**INSTRUCTION 1**: Please list every person named in the news article below.

# # # # # # #

Advertisement

Press was kept out of water/sewer meeting

April 18, 1997

By STEVEN T. DENNIS

Staff Writer

The Washington County Water and Sewer Advisory Commission met in secret for two hours in a budget work session Thursday, after a reporter was turned away from the meeting.

Commission Chairman Clarence W. Scheer said the reporter's exclusion was a mixup and that he didn't intend for the meeting to be closed.

The reporter was allowed into the meeting for the final 45 minutes while the commission discussed woes at the county's industrial pretreatment plant with county staff.

Advertisement

A sign with the words "Executive Session" written in red marker had been posted on the meeting room door. Scheer said he didn't tell anyone to post the sign.

Public Works Director Gary Rohrer said he learned when he arrived at the meeting that the commission had decided to hold an executive session.

Rohrer said he had, on the advice of County Attorney Richard Douglas and County Administrator Rodney Shoop, sent a fax notification of the meeting to The Herald-Mail on Wednesday afternoon.

"When I got there, (Scheer) was annoyed that the press had been notified," Rohrer said. "He said that this was an executive session and that we did not have to have the press in."

# # # # # # #

**INSTRUCTION 2**: Extract each line of the listing below that contains the word "provide".

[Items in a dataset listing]
# # # # # # #

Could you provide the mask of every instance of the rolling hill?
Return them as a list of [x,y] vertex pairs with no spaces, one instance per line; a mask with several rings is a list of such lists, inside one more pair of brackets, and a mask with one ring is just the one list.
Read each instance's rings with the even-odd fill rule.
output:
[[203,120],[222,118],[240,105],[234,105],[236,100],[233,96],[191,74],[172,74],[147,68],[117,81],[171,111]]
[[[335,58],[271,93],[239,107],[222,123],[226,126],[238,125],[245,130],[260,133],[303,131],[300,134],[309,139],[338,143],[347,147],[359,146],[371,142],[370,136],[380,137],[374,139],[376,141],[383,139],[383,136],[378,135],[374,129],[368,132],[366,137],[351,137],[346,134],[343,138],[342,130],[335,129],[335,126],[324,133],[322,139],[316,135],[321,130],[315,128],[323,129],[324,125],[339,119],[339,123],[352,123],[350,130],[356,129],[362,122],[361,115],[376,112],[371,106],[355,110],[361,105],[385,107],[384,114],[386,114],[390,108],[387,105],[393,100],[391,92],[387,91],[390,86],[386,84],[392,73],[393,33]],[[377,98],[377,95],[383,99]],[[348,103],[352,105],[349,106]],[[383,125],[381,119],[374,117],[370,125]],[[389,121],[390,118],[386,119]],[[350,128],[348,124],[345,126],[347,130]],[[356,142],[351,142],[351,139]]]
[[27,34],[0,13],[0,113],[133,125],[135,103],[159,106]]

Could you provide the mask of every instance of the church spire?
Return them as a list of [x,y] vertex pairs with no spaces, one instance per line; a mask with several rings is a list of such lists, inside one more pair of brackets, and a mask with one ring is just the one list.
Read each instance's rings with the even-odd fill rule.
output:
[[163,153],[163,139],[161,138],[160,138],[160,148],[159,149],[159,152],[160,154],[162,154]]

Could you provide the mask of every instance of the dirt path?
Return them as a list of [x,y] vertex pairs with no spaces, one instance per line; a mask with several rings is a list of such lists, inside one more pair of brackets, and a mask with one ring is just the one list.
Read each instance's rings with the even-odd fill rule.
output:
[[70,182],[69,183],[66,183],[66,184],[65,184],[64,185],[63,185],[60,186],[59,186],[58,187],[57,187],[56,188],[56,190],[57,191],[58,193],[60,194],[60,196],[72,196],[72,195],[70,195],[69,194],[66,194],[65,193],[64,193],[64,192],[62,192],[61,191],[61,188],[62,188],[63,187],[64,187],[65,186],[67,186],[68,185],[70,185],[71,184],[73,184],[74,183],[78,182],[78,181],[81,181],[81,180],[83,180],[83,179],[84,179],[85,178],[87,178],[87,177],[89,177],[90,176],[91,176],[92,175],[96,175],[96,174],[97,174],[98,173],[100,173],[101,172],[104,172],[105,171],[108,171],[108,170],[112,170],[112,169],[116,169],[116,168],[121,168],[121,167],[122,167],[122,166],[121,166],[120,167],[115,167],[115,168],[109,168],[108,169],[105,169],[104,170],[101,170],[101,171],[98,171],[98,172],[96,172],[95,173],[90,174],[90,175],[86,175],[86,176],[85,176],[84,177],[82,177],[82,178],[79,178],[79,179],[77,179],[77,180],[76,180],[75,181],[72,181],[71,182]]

# # # # # # #

**RIGHT ANSWER 1**:
Steven T. Dennis
Clarence W. Scheer
Gary Rohrer
Richard Douglas
Rodney Shoop

**RIGHT ANSWER 2**:
Could you provide the mask of every instance of the rolling hill?
Could you provide the mask of every instance of the church spire?
Could you provide the mask of every instance of the dirt path?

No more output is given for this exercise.